++++ Data to use ++++

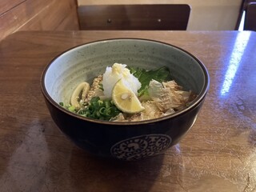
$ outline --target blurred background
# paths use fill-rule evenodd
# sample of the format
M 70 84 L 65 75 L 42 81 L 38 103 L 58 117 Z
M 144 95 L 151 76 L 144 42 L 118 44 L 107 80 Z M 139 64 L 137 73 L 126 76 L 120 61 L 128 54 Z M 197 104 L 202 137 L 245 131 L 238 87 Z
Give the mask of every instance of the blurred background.
M 0 40 L 18 30 L 79 30 L 81 18 L 79 18 L 78 15 L 78 7 L 92 5 L 188 4 L 191 10 L 187 30 L 238 30 L 246 8 L 245 5 L 248 2 L 246 0 L 1 0 Z

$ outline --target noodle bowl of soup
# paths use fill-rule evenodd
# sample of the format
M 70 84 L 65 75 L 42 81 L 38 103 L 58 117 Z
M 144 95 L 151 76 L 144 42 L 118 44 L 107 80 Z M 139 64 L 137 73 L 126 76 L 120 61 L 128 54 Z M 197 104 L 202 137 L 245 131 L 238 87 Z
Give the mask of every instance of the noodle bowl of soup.
M 193 126 L 209 89 L 187 51 L 146 39 L 71 48 L 42 72 L 42 92 L 62 132 L 93 154 L 133 161 L 164 153 Z

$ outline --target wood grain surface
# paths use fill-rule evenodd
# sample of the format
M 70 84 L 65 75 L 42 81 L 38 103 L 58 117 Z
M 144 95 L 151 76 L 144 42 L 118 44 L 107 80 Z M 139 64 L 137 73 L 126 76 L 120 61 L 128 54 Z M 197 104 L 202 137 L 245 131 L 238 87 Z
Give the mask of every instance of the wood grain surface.
M 113 38 L 143 38 L 190 51 L 210 89 L 194 126 L 164 154 L 123 162 L 76 147 L 54 124 L 40 90 L 62 51 Z M 256 190 L 256 33 L 18 32 L 0 42 L 1 191 Z

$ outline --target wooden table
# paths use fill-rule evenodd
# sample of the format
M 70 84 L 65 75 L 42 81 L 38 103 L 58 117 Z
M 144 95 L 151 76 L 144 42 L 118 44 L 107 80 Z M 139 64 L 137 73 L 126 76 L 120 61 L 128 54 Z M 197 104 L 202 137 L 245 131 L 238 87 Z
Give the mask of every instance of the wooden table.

++++

Task:
Copy out all of the material above word for word, leaving out the pictures.

Worked answer:
$ outline --target blurred background
# paths use fill-rule evenodd
# sample of the format
M 70 84 L 65 75 L 42 81 L 38 103 L 58 117 Z
M 144 95 L 151 76 L 144 42 L 118 44 L 107 80 Z M 139 64 L 137 73 L 126 76 L 120 61 L 128 54 Z M 197 104 L 202 137 L 245 131 L 238 87 Z
Give the mask of every instance of the blurred background.
M 0 40 L 18 30 L 79 30 L 81 18 L 79 18 L 78 15 L 78 7 L 92 5 L 188 4 L 191 10 L 187 30 L 238 30 L 246 8 L 245 5 L 248 2 L 246 0 L 1 0 Z

$ outline --target noodle bowl of soup
# paths use fill-rule evenodd
# sample of the format
M 70 84 L 65 75 L 42 81 L 38 103 L 58 117 Z
M 144 95 L 151 76 L 144 42 L 118 44 L 107 80 Z M 139 64 L 137 73 L 126 76 L 120 61 L 128 54 Z M 197 104 L 202 137 L 245 131 L 238 87 Z
Give the mask of every instance of the noodle bowl of soup.
M 193 126 L 209 89 L 187 51 L 146 39 L 71 48 L 42 72 L 42 92 L 62 132 L 93 154 L 133 161 L 164 153 Z

$ outline --target wood grain surface
# paths use fill-rule evenodd
# sample of the format
M 70 84 L 65 75 L 42 81 L 38 103 L 58 117 Z
M 144 95 L 151 76 L 144 42 L 118 44 L 107 80 Z M 139 64 L 137 73 L 126 76 L 120 61 L 128 54 Z M 197 104 L 202 137 L 245 131 L 238 87 Z
Give the mask of every instance of the wood grain surface.
M 113 38 L 143 38 L 190 51 L 210 89 L 194 126 L 164 154 L 123 162 L 76 147 L 54 124 L 40 90 L 62 51 Z M 256 190 L 256 33 L 18 32 L 0 42 L 1 191 Z

$ outline --target wooden table
# paths use fill-rule evenodd
# sample of the format
M 70 84 L 65 75 L 42 81 L 38 103 L 58 117 Z
M 144 95 L 151 76 L 144 42 L 118 44 L 107 80 Z M 139 64 L 137 73 L 126 76 L 120 61 L 128 54 Z M 197 104 L 202 137 L 245 131 L 238 87 Z
Give the mask of every instance of the wooden table.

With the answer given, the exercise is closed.